::: ESTRATTO
Le apparizioni riguardano l'identità di Maria e l'identità della Chiesa, ma più in profondità rivelano l'identità di Dio. Per capire questa rivelazione occorre partire dal mondo contemporaneo, in particolare dal secolo XX che ha visto il moltiplicarsi delle apparizioni mariane. Orbene, tra le tante definizioni del Novecento, la più terribile ed evidente è quella che vede in esso «il secolo più sanguinario della storia»1. Basti pensare ai 150 milioni di morti ammazzati nelle guerre, di cui 35 milioni di martiri. È sufficiente ricordare gli orrori del fenomeno comunista con i 60 milioni di persone fatti sparire da Stalin nell'arcipelago Gulag, ai 6 milioni di ebrei e polacchi brutalmente eliminati da Hitler nei campi di sterminio, ai 200 mila giapponesi fatti perire dalle bombe americane di Hiroshima e Nagasaki nel 1945... per concludere che mai nella storia si era perpetrata una carneficina di cosi vasta portata. Che cosa fare dinanzi a questa dissennata cultura di morte, che non offre nessun segno di ravvedimento? Non possiamo certo sostituirci a Dio e suggerirgli quello che deve fare per salvare il mondo! Quello che dobbiamo fare è prendere atto come nella nostra epoca, piuttosto che intervenire personalmente, Dio preferisca inviare nella storia umana Maria come messaggera di preghiera, conversione, spiritualità. Si tratta di un invito pressante perché gli esseri umani cambino strada di fronte a un futuro incombente e distruttivo: «Le mariofanie conoscono un'escalation in questo richiamo, perché in esse la Vergine passa dalle parole al pianto e probabilmente alla sanguinazione. È un grido della Madre che assume i toni della profezia e dell'apocalittica per fermare i passi dissennati di tanta parte del mondo e per mostrare in lei il volto misericordioso del Dio Amore»2. A ben esaminare le apparizioni mariane contemporanee, rileviamo facilmente come due aspetti del volto di Dio vengono mediati da Maria: la femminilità/maternità e la compassione/sofferenza.
::::::
*LA RICHIESTA*: Indica, per favore, quali due aspetti del volto di Dio vengono mediati da Maria secondo l'estratto sulle apparizioni mariane.
::: DATI ESTRATTI
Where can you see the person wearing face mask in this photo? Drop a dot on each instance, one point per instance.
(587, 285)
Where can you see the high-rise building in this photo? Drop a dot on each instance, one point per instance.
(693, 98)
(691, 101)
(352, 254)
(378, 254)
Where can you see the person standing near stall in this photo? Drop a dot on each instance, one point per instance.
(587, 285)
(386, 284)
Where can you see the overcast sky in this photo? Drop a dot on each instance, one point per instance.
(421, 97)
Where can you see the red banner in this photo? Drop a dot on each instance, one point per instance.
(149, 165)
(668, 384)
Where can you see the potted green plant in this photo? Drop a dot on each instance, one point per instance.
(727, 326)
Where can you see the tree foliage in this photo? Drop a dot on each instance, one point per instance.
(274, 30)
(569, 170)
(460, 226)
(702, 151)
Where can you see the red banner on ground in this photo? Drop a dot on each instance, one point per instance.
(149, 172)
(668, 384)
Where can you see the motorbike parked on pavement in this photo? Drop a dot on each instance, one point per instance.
::::::
*RISULTATO FINALE*: La femminilità/maternità e la compassione/sofferenza.